Output the records exactly, with no line skipped.
═══ DATA SECTION ═══
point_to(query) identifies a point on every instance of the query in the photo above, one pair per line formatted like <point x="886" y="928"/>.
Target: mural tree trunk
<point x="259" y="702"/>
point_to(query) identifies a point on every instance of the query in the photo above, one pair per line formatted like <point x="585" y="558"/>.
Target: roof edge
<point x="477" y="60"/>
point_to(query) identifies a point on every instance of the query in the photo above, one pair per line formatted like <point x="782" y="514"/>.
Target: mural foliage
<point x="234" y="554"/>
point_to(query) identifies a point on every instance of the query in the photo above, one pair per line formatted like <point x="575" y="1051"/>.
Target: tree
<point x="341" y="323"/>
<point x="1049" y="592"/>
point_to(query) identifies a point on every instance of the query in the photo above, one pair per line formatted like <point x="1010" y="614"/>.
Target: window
═══
WRITTEN ANSWER =>
point_to(query) identifies a point on every instance of the query in the photo above, one pair per line formatted like <point x="886" y="928"/>.
Target: mural tree trunk
<point x="259" y="702"/>
point_to(query) identifies a point on every instance of the query in the photo above, one pair per line formatted like <point x="585" y="558"/>.
Target: roof edge
<point x="477" y="60"/>
point_to(query) identifies a point on every instance of the query in the photo above, one pair per line formatted like <point x="782" y="514"/>.
Target: mural foliage
<point x="234" y="554"/>
point_to(query) identifies a point on every instance of the query in the photo above, one pair per line formatted like <point x="575" y="1051"/>.
Target: tree
<point x="341" y="323"/>
<point x="1049" y="592"/>
point_to(query) identifies a point on every instance of the query in the photo above, one pair per line formatted like <point x="1010" y="614"/>.
Target: window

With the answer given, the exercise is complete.